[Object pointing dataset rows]
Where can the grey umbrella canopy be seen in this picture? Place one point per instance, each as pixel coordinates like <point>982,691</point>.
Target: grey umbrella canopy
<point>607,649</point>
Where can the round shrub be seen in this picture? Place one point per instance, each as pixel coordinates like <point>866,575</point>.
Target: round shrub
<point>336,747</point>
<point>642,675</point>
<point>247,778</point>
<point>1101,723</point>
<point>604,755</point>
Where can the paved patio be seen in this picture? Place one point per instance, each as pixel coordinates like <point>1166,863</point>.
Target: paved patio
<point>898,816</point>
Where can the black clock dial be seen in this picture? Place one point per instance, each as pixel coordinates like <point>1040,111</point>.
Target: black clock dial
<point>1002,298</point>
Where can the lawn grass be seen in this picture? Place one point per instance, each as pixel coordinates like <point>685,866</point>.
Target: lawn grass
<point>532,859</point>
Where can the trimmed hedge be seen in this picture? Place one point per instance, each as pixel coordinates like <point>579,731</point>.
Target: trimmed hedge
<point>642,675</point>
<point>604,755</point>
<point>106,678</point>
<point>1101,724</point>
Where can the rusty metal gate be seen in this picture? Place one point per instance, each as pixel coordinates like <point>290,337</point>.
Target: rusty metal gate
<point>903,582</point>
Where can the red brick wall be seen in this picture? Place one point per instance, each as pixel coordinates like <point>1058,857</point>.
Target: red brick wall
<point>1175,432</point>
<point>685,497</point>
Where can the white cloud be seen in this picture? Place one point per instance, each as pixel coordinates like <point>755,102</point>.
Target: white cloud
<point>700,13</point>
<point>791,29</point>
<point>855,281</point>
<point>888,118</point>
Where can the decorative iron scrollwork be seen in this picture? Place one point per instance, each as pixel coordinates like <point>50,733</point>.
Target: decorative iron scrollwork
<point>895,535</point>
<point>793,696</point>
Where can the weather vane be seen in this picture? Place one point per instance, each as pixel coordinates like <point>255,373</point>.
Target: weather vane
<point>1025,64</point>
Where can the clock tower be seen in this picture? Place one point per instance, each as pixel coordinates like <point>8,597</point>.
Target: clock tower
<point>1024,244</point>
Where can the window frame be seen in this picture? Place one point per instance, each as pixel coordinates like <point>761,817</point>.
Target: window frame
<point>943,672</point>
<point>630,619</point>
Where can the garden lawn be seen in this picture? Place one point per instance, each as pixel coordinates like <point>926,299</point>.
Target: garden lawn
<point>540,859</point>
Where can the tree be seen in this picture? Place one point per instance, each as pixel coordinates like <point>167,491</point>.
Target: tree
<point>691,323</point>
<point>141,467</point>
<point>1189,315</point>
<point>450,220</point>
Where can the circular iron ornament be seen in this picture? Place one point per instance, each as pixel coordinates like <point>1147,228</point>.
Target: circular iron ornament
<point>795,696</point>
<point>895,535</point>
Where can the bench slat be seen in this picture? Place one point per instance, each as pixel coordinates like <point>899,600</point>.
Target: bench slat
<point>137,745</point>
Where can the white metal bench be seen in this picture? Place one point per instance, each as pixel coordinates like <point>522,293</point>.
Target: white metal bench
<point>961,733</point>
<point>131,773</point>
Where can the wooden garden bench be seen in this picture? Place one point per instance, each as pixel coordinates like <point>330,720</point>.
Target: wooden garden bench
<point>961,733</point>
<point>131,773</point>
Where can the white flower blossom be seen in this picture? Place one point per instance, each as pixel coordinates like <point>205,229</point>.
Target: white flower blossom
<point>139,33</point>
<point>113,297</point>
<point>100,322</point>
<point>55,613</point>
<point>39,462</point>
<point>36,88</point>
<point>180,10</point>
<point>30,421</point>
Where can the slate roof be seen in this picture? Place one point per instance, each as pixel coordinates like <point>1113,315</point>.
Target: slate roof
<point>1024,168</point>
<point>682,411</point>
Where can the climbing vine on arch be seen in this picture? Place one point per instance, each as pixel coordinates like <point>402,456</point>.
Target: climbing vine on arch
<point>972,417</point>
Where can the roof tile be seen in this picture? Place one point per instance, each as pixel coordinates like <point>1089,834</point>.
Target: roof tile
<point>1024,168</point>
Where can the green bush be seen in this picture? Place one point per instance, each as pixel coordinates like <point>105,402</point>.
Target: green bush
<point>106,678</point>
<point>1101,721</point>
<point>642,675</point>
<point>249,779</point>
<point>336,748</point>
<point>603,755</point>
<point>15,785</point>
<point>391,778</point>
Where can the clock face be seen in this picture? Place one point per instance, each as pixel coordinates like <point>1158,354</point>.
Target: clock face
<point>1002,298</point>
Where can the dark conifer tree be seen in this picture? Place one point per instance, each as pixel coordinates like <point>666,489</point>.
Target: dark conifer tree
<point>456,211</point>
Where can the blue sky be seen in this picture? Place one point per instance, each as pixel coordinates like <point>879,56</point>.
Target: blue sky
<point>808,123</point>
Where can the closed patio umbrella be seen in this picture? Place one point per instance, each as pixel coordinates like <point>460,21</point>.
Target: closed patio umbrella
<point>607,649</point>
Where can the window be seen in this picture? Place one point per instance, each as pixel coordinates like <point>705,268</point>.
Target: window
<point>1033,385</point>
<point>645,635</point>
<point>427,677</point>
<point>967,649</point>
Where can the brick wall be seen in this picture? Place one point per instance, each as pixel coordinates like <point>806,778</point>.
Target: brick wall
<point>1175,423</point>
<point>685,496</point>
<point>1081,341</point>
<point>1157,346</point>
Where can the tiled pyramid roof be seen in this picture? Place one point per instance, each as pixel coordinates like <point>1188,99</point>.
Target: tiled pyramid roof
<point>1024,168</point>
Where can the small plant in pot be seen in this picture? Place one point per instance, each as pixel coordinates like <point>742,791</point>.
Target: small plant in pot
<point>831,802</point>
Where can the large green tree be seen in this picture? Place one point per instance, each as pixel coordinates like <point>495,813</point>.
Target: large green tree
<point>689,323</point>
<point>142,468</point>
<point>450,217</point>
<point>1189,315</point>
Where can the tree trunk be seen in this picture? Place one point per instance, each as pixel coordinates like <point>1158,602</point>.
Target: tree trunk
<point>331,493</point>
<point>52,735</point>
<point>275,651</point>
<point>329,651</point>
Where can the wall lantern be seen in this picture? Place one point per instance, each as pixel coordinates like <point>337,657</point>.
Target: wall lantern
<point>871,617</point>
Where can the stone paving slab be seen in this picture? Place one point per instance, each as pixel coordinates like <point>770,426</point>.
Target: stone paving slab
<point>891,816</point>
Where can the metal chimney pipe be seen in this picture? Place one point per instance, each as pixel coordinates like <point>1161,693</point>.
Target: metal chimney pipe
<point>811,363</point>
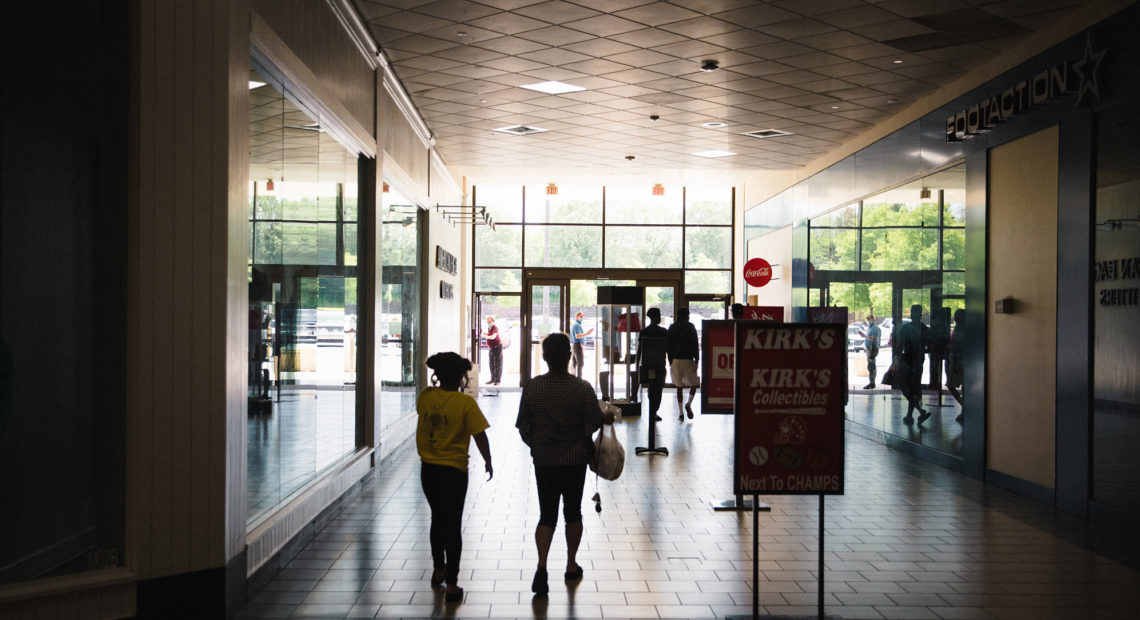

*DIRECTION*: Copy out every line of the material above that contains the word "grey", keeping the lines in their original order.

*THE RESULT*:
Where can the grey umbrella canopy be seen in this picture? Place one point per instance, each as pixel coordinates like <point>982,691</point>.
Target: grey umbrella canopy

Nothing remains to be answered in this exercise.